### [STUDIEVRAGEN]
1 – Herschrijf de alinea uit de wettekst over woonzorgcentra die begint met 'Als de woongelegenheid niet binnen de termijn' als een beknopte opsomming, met behoud van de belangrijkste feiten.
2 – Schrijf het vervolg van de wettekst over woonzorgcentra, aansluitend op de laatste zin.

### [AANGELEVERDE TEKST]
Als de woongelegenheid niet binnen de termijn, vermeld in het tweede lid, is ontruimd, ontruimt het woonzorgcentrum de woongelegenheid zelf en het slaat de persoonlijke bezittingen van de overleden bewoner op. Daarvoor kunnen tegen marktconforme prijzen opslagkosten aan de nabestaanden aangerekend worden. Als na drie maanden na het overlijden van de bewoner de goederen niet zijn opgehaald door de nabestaanden, kunnen die goederen worden verwijderd uit het woonzorgcentrum op kosten van de nabestaanden volgens de regels bepaald in de schriftelijke opnameovereenkomst.

 

Artikel 20. (01/01/2020- ...)

 

§1. Een schriftelijke opnameovereenkomst mag alleen gewijzigd worden met het akkoord van de bewoner of zijn vertegenwoordiger. Als de bewoner of zijn vertegenwoordiger niet akkoord gaat, kan de bewoner verder in het woonzorgcentrum verblijven op basis van de voorheen gesloten overeenkomst.

§2. Een aanpassing van het bedrag van de dagprijs wordt vooraf aan alle belanghebbenden bekendgemaakt en gaat op zijn vroegst in dertig dagen na de kennisgeving ervan aan de bewoner of zijn vertegenwoordiger.

### [GEGEVENSSET]
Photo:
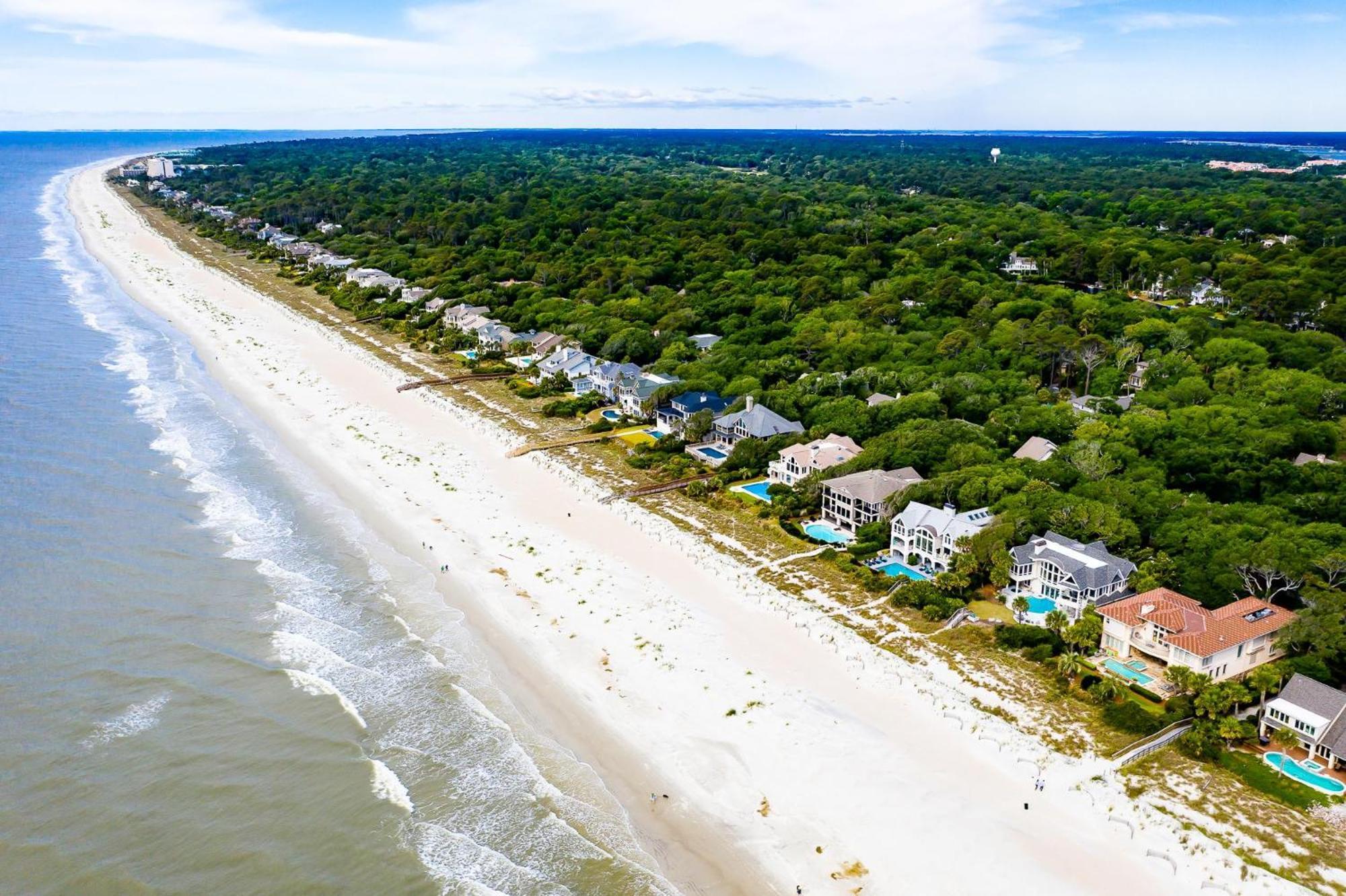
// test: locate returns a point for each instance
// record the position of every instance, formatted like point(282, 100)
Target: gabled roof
point(1037, 449)
point(946, 521)
point(873, 486)
point(1091, 566)
point(758, 422)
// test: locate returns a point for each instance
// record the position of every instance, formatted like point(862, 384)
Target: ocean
point(213, 677)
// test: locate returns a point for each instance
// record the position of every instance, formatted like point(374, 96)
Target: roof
point(1037, 449)
point(1091, 566)
point(873, 486)
point(1195, 629)
point(822, 454)
point(1320, 700)
point(758, 422)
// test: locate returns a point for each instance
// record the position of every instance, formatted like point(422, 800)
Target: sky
point(1157, 65)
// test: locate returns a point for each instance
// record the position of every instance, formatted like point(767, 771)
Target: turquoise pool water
point(1126, 672)
point(1296, 770)
point(826, 532)
point(896, 570)
point(757, 490)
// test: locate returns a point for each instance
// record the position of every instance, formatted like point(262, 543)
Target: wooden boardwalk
point(656, 489)
point(450, 381)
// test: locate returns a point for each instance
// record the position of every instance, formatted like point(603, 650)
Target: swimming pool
point(894, 570)
point(1041, 605)
point(826, 532)
point(1283, 763)
point(757, 490)
point(1126, 672)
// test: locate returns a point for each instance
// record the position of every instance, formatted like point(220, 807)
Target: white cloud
point(1170, 21)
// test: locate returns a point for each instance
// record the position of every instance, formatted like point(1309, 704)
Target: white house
point(1020, 266)
point(1178, 632)
point(1317, 714)
point(855, 500)
point(161, 167)
point(1069, 572)
point(932, 535)
point(798, 462)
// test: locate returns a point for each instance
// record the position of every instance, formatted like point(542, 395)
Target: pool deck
point(1300, 755)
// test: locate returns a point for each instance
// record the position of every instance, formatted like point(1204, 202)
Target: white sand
point(850, 746)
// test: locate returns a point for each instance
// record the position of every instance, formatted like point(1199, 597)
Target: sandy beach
point(629, 642)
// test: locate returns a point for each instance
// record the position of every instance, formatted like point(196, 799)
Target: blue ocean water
point(213, 679)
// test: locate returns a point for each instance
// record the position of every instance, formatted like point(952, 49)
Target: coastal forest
point(842, 266)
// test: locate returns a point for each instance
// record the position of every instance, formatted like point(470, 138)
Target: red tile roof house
point(1178, 632)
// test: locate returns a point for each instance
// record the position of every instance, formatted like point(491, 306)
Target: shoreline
point(855, 762)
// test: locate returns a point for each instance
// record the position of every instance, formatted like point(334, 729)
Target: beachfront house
point(754, 422)
point(374, 278)
point(1316, 712)
point(573, 364)
point(928, 537)
point(1178, 632)
point(636, 395)
point(855, 500)
point(1020, 266)
point(609, 375)
point(671, 418)
point(1037, 449)
point(796, 462)
point(1067, 572)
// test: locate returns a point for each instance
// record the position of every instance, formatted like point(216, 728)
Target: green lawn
point(991, 610)
point(1258, 774)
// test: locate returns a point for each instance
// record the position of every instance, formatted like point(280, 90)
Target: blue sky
point(745, 64)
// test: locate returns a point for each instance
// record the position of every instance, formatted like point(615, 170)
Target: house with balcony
point(1316, 712)
point(1068, 574)
point(928, 537)
point(636, 394)
point(671, 418)
point(796, 462)
point(855, 500)
point(1178, 632)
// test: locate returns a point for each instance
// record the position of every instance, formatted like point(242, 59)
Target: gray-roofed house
point(1317, 714)
point(1069, 572)
point(1037, 449)
point(754, 422)
point(855, 500)
point(931, 535)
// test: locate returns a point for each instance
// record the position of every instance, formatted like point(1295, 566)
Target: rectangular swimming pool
point(894, 570)
point(1126, 672)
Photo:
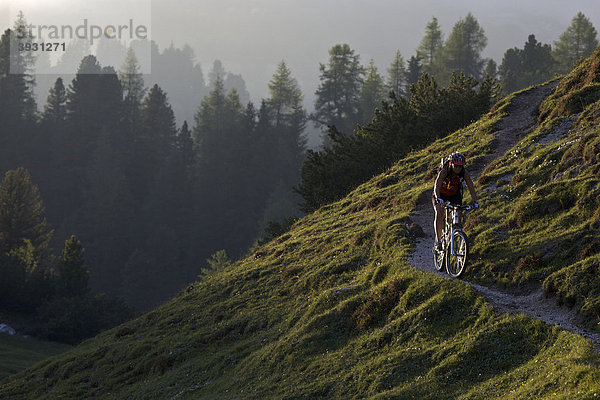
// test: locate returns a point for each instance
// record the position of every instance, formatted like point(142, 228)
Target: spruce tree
point(55, 110)
point(22, 216)
point(285, 95)
point(413, 71)
point(396, 81)
point(531, 65)
point(577, 42)
point(372, 93)
point(462, 50)
point(133, 89)
point(431, 44)
point(338, 95)
point(72, 272)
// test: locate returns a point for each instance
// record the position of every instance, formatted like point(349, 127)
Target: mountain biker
point(448, 188)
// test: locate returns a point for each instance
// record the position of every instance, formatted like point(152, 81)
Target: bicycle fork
point(450, 230)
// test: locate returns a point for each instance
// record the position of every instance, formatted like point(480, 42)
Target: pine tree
point(22, 216)
point(462, 50)
point(396, 81)
point(286, 96)
point(577, 42)
point(431, 44)
point(531, 65)
point(158, 122)
point(217, 73)
point(185, 145)
point(372, 93)
point(17, 105)
point(55, 110)
point(413, 71)
point(491, 68)
point(338, 95)
point(73, 274)
point(133, 89)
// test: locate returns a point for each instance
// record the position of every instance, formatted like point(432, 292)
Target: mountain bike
point(455, 243)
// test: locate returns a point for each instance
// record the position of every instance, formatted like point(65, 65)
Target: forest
point(109, 207)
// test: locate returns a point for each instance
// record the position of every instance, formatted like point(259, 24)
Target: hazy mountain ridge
point(333, 310)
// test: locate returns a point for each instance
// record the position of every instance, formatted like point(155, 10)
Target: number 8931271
point(44, 46)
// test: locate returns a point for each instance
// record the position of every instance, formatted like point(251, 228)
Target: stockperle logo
point(54, 38)
point(84, 31)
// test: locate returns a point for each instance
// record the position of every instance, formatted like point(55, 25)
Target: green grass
point(18, 353)
point(332, 309)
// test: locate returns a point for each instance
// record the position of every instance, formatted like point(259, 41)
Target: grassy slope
point(332, 309)
point(18, 353)
point(547, 209)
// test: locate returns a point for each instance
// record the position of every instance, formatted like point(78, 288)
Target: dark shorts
point(456, 199)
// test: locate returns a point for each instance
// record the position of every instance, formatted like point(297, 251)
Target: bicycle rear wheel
point(439, 259)
point(455, 263)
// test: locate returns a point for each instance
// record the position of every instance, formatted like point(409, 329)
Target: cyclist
point(448, 188)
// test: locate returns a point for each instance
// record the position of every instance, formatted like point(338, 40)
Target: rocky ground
point(531, 301)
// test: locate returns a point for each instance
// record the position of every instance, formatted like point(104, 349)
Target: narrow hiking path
point(517, 124)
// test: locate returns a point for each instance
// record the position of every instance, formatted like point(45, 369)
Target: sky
point(251, 37)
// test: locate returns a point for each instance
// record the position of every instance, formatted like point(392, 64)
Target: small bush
point(378, 305)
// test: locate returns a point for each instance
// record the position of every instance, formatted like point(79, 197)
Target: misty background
point(250, 38)
point(148, 182)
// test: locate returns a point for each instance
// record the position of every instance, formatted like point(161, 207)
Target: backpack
point(452, 184)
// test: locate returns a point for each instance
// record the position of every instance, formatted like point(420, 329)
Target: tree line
point(151, 201)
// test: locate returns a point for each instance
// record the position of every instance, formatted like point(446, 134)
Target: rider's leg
point(438, 223)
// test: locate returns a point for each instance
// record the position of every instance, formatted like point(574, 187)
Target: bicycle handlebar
point(468, 207)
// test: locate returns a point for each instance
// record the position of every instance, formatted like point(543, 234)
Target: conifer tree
point(133, 89)
point(577, 42)
point(286, 96)
point(55, 110)
point(396, 81)
point(72, 272)
point(413, 71)
point(338, 95)
point(17, 105)
point(528, 66)
point(431, 44)
point(372, 93)
point(22, 216)
point(462, 50)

### [VERWACHTE RESULTATEN]
1 –
- Is de woongelegenheid niet binnen de termijn uit het tweede lid ontruimd, dan ontruimt het woonzorgcentrum haar zelf en slaat het de persoonlijke bezittingen van de overleden bewoner op.
- Daarvoor kunnen aan de nabestaanden opslagkosten tegen marktconforme prijzen worden aangerekend.
- Hebben de nabestaanden de goederen drie maanden na het overlijden nog niet opgehaald, dan kunnen die op hun kosten uit het woonzorgcentrum worden verwijderd, volgens de regels in de schriftelijke opnameovereenkomst.

2 –
Bij een aanpassing van het bedrag van de dagprijs, door een indexering van de dagprijs, gaat de aangepaste dagprijs op zijn vroegst in dertig dagen na de kennisgeving ervan aan de bewoner of zijn vertegenwoordiger.

Een aanpassing van de dagprijs als vermeld in het eerste en het tweede lid, wordt niet beschouwd als een wijziging van de schriftelijke opnameovereenkomst, vermeld in paragraaf 1. Dit geldt niet bij een wijziging van de samenstelling van de dagprijs.

 

Artikel 21. (01/01/2020- ...)

Het beheer van gelden of goederen van de bewoner of het bewaren ervan kan in geen enkel geval aan de beheersinstantie worden toevertrouwd, met uitzondering van het beheer van het zakgeld en de verrekening van kosten die rechtstreeks met het verblijf in het woonzorgcentrum te maken hebben. Het gebruik van een elektronisch betalingssysteem dat alleen wordt gebruikt voor de verrekening van kosten die rechtstreeks met de betaling van de factuur van het verblijf in het woonzorgcentrum te maken hebben, wordt niet beschouwd als een beheer van gelden en goederen, als vermeld in het eerste lid. Het gebruik van een elektronisch betalingssysteem mag niet verplicht worden.

Onderafdeling 2. Algemene bepalingen over de en ondersteuning en de kwaliteit van de zorg en ondersteuning

Artikel 22. (01/01/2020- ...)

 

De bewoner of zijn vertegenwoordiger of zijn mantelzorger, ontvangen zowel bij de aanmelding voor opname, als in elke fase van het zorg- en ondersteuningsproces, informatie op objectieve en transparante wijze.

 

Artikel 23. (01/01/2020- ...)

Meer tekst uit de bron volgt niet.